Exercise materials:

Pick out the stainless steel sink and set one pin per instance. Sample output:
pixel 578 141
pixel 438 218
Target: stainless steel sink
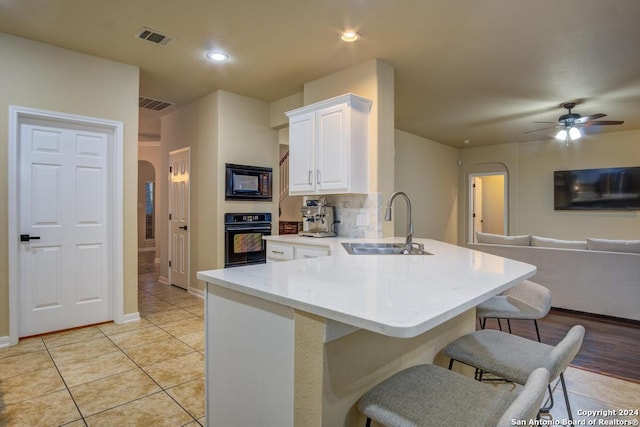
pixel 381 249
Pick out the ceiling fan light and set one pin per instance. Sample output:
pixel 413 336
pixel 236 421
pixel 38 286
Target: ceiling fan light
pixel 574 133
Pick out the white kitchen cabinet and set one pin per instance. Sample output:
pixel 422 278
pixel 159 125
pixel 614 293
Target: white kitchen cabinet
pixel 328 146
pixel 277 251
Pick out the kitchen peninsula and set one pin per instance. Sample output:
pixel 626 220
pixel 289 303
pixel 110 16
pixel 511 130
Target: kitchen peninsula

Directions:
Rewrite every row above with "Pick out" replaced by "Locate" and nothing else changed. Leave the pictures out.

Full solution:
Locate the stainless steel sink and set one pin per instance. Sample output:
pixel 578 141
pixel 438 218
Target: stainless steel sink
pixel 381 249
Locate the ceiling fan light and set one pin per instance. Sample output:
pixel 413 336
pixel 236 421
pixel 38 286
Target: ceiling fan light
pixel 574 133
Locate the white kitchen cabinet and set one pin per instance. Sample output:
pixel 422 278
pixel 159 125
pixel 614 293
Target: white kitchen cabinet
pixel 328 146
pixel 277 251
Locate the kitchen peninsula and set one pin per instance. Sample output:
pixel 626 220
pixel 289 303
pixel 110 16
pixel 511 130
Target: kitchen peninsula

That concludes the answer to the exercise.